▶ RECORD EXCERPTS
++++++++

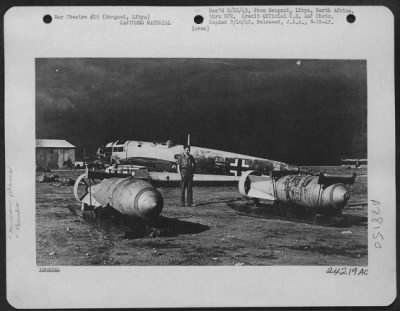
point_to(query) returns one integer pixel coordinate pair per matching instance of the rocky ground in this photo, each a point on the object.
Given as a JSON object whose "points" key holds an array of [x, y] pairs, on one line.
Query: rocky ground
{"points": [[211, 233]]}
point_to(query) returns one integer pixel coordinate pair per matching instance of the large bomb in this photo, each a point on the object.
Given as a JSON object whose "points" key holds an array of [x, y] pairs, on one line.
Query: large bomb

++++++++

▶ PROBLEM REQUIREMENTS
Without any of the pictures, set the entries down again exactly as written.

▶ YOUR SOLUTION
point_to(query) returns one integer pixel coordinate pair per matching instance of the rocky ground in this photo, each a point on the object.
Given as a JSON object whose "points" key holds an array of [x, y] pairs, on one line.
Query: rocky ground
{"points": [[211, 233]]}
point_to(query) returns one integer pixel coordinate pair per matching instance of the large bomb in this photo, each a point on the object.
Given as a JSON object whose "points" key holds an array of [x, y] pairs, on one line.
Query: large bomb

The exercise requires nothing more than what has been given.